_Work required_. Beginning with the line that holds "dividing the fields" and ending with the last line, please repeat the entries exactly and omit the pictures.

_Data in this exercise_.
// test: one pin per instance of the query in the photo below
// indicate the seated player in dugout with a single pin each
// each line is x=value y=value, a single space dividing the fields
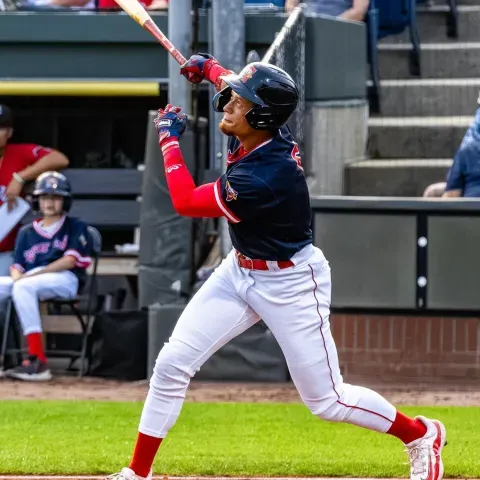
x=51 y=257
x=463 y=177
x=19 y=163
x=273 y=273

_Task output_.
// each line is x=value y=value, a single space dividing the fields
x=51 y=257
x=463 y=177
x=19 y=163
x=273 y=273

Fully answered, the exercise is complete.